___ DATA

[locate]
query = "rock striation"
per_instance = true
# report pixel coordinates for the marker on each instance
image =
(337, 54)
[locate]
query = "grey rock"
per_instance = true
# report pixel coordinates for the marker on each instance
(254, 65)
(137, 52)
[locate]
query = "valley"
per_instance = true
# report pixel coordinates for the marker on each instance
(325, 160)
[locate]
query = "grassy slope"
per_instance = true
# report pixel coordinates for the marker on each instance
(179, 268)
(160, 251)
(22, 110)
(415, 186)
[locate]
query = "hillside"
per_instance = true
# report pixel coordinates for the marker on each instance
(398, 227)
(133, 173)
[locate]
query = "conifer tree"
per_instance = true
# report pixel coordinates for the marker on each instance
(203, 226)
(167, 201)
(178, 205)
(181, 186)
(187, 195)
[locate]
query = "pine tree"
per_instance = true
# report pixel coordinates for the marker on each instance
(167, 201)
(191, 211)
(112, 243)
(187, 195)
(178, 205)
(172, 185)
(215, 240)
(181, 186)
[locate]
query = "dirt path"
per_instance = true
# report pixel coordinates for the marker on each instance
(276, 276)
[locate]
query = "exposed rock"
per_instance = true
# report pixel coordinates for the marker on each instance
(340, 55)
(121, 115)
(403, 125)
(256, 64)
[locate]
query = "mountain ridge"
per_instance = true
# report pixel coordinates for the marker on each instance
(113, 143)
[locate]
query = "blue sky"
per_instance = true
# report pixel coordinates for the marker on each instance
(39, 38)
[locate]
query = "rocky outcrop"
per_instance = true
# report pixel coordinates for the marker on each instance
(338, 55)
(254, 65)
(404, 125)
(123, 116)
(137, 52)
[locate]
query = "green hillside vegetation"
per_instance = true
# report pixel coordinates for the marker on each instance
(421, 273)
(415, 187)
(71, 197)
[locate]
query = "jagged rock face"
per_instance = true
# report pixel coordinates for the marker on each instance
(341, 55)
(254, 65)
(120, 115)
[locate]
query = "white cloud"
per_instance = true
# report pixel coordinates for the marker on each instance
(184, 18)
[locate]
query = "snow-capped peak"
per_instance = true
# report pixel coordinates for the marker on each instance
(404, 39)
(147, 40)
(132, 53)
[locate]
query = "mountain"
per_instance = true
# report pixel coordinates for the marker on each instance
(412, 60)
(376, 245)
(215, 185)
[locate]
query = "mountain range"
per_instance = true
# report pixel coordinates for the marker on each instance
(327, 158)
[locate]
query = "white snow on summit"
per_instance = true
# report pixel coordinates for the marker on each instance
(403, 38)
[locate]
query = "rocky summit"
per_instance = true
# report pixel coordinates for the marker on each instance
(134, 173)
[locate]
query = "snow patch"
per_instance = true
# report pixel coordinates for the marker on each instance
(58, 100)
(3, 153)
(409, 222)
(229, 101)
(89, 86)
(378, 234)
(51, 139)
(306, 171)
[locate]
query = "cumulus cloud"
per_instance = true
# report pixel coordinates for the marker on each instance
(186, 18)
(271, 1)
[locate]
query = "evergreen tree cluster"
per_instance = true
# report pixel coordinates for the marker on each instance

______

EXERCISE: Using the data above, output each line exactly.

RESPONSE TO THIS EXERCISE:
[locate]
query = "rock striation"
per_instance = true
# report pixel coordinates for the marker on each instance
image =
(337, 54)
[locate]
query = "grey rock"
per_instance = true
# report pixel coordinates for the marker on each instance
(254, 65)
(137, 52)
[locate]
query = "valley"
per_instance = true
# report pixel coordinates for the marker on each instance
(325, 160)
[locate]
query = "grassy slope"
per_instance = true
# report pixel coordinates for the marker on each instance
(179, 268)
(160, 251)
(22, 110)
(415, 186)
[locate]
query = "hillside"
per_instance = true
# report pixel coordinates for the marker on each instance
(398, 227)
(133, 173)
[locate]
query = "conifer tree"
per_instance = true
# report pixel coordinates for the marker on each instance
(203, 226)
(167, 201)
(178, 205)
(181, 186)
(187, 195)
[locate]
query = "pine tree"
per_instance = true
# report pixel coordinates for the marker on each instance
(167, 201)
(191, 211)
(112, 243)
(187, 195)
(178, 205)
(172, 185)
(215, 240)
(181, 186)
[locate]
query = "dirt path"
per_instance = true
# report pixel coordinates for the marker on each instance
(276, 276)
[locate]
query = "exposed rock"
per_instance = true
# report pixel coordinates for the marker on each instance
(340, 55)
(121, 115)
(403, 125)
(256, 64)
[locate]
query = "mountain ridge"
per_instance = true
# report pixel coordinates for the marker on each instance
(113, 143)
[locate]
query = "blue sky"
per_instance = true
# report pixel coordinates for the marker on each instance
(39, 38)
[locate]
query = "rocky outcrop"
per_instance = true
# report pixel coordinates for the marker on each instance
(338, 55)
(254, 65)
(404, 125)
(123, 116)
(137, 52)
[locate]
query = "green hillside vegetation"
per_instance = true
# report pixel coordinates for the marker on each instance
(421, 273)
(415, 187)
(71, 197)
[locate]
query = "jagged rock face"
per_instance = true
# report pixel coordinates for the marker on each instance
(341, 55)
(254, 65)
(120, 115)
[locate]
query = "white cloud"
per_instance = true
# report pixel coordinates for the marker on each instance
(184, 18)
[locate]
query = "snow-capped peak"
per_instance = true
# report pixel coordinates for the marker on each instance
(404, 39)
(147, 40)
(132, 53)
[locate]
query = "mountain"
per_instance = true
# report pixel coordinates for the marker on each instance
(412, 60)
(376, 245)
(215, 185)
[locate]
query = "mountain range"
per_instance = true
# report pixel coordinates for the marker on each instance
(327, 158)
[locate]
query = "white snow on summit"
per_instance = true
# report pixel coordinates for the marker on each instance
(403, 38)
[locate]
query = "rocky summit"
per_instance = true
# report pixel coordinates for the marker on each instance
(134, 173)
[locate]
query = "snow patch"
per_instance = true
# report pixel coordinates for the marker on each instance
(58, 100)
(3, 153)
(409, 222)
(229, 101)
(89, 86)
(378, 234)
(51, 139)
(306, 171)
[locate]
query = "cumulus cloud"
per_instance = true
# report pixel coordinates for the marker on each instance
(186, 18)
(271, 1)
[locate]
query = "evergreen tree cluster"
per_instance = true
# report pixel coordinates for the marker on each instance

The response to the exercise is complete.